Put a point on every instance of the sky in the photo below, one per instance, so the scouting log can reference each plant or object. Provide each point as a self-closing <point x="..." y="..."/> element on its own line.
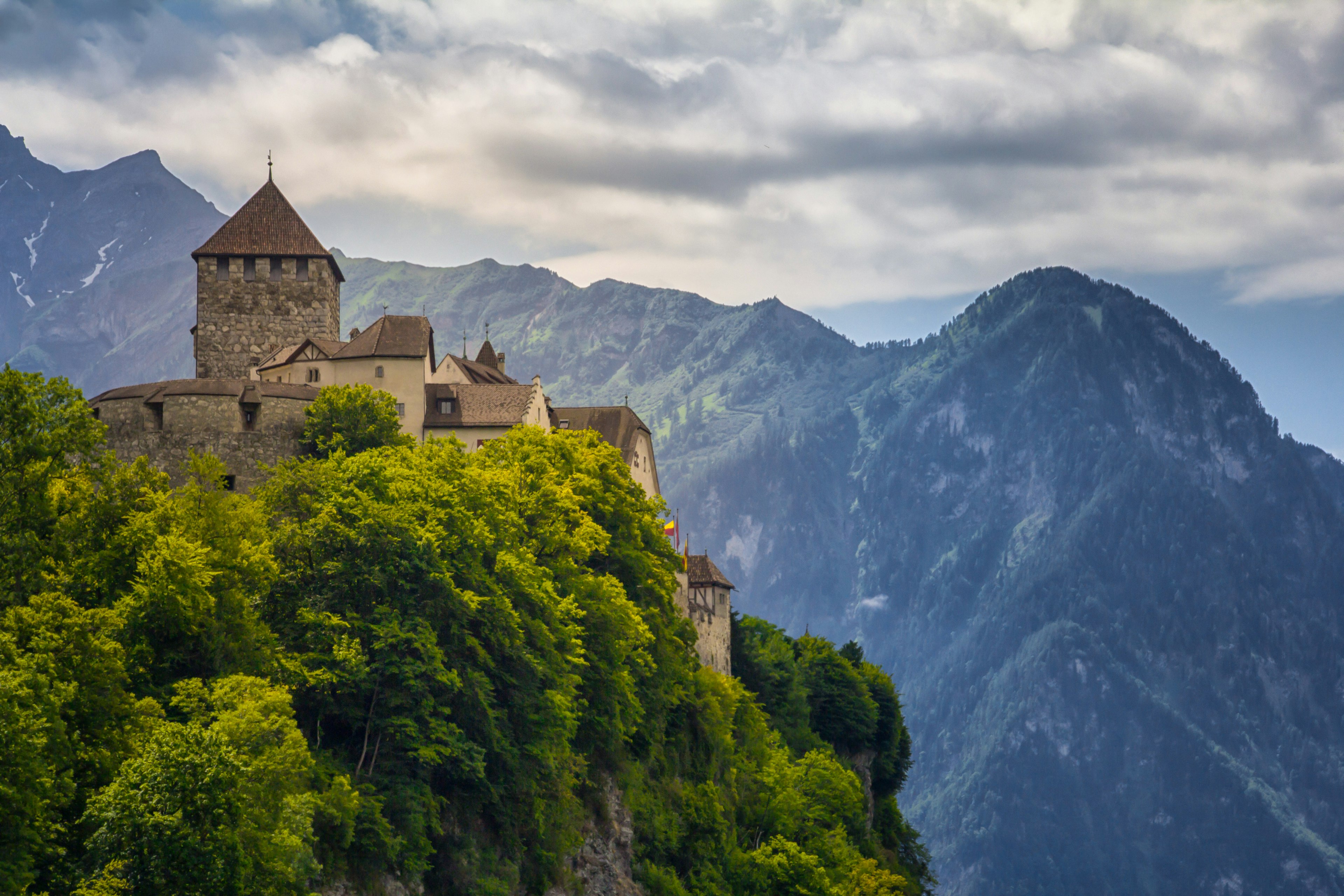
<point x="873" y="163"/>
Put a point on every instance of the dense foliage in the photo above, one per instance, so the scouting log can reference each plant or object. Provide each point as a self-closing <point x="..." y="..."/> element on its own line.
<point x="405" y="662"/>
<point x="351" y="418"/>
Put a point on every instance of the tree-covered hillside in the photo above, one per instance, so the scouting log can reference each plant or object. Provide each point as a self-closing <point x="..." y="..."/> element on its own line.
<point x="405" y="668"/>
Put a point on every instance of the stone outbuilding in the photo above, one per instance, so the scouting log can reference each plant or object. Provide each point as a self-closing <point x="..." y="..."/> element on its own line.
<point x="705" y="596"/>
<point x="624" y="429"/>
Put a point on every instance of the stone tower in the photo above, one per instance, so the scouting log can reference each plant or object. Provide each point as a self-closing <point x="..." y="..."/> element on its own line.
<point x="262" y="281"/>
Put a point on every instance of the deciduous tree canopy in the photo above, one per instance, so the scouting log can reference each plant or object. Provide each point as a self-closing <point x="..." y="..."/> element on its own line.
<point x="404" y="660"/>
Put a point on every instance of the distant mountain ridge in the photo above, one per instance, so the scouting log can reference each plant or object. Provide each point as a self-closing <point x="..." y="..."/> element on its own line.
<point x="1107" y="585"/>
<point x="96" y="274"/>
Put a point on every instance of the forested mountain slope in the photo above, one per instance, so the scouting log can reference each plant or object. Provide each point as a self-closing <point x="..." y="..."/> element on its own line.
<point x="1109" y="588"/>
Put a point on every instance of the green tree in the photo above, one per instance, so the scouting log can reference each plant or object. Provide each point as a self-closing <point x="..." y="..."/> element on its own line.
<point x="173" y="816"/>
<point x="46" y="434"/>
<point x="843" y="711"/>
<point x="66" y="719"/>
<point x="351" y="420"/>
----
__Your goal__.
Write out all of the material above word for word, omitting the pictures.

__Exercise output__.
Put a point on every instance of the sky in the photo below, one per instance, so the scouting log can reference each plant or object. Provide each point as a self-closing <point x="..." y="..."/> element on its own line.
<point x="873" y="163"/>
Put a point on every instance of the dense foliage in the photo above, one per instance, so the scouting log can reference each plant or object. Provide each point as a self-closing <point x="..." y="..."/> element on its own line.
<point x="405" y="662"/>
<point x="351" y="418"/>
Put a point on every instance of the tree-covered hillside in the photo above, one per instance, so the scouting log can reference each plant or object. Provide each point as a self-closing <point x="..." y="..."/> element on its own line.
<point x="405" y="668"/>
Put a point on every instance of the stone outbuilding in the photo above, one per instance, so the scouting log can reference each plant or object. Provide each point as a self-closing <point x="..." y="..."/> element on its own line.
<point x="705" y="596"/>
<point x="624" y="429"/>
Put a point on every instance of the stone tower in the photo above, one per instance, so the scouting log can reference each plant or object. Provide each point as a self-closing <point x="..." y="..."/> element on its own line.
<point x="262" y="281"/>
Put a point on every instance of the deciduous tree canopy in the photo above, one per instance, so the scouting log can reference each plant or object. Provide each point as a self-closing <point x="..." y="..."/> element on its own line.
<point x="404" y="660"/>
Put a point on every instance of the distant mountain ridge in the photo above, one per instance, so the scouting log can reference each plant or object. Provide each point as a self-closing <point x="..." y="..."/> element on its own line.
<point x="1107" y="585"/>
<point x="96" y="274"/>
Put a point on every instance of the forested mountain slope in the photo above, one per instance, so the scouting log can reference each plant or object. Provide each point as a self-closing <point x="..." y="..."/> element on its own line.
<point x="1109" y="588"/>
Put a point on every instance of the green tree in the photo above, one per instance, so the scouting log can reference each plant or object. Provide each point as a self-closing <point x="..." y="..."/> element on its own line.
<point x="173" y="816"/>
<point x="46" y="434"/>
<point x="843" y="711"/>
<point x="66" y="719"/>
<point x="351" y="420"/>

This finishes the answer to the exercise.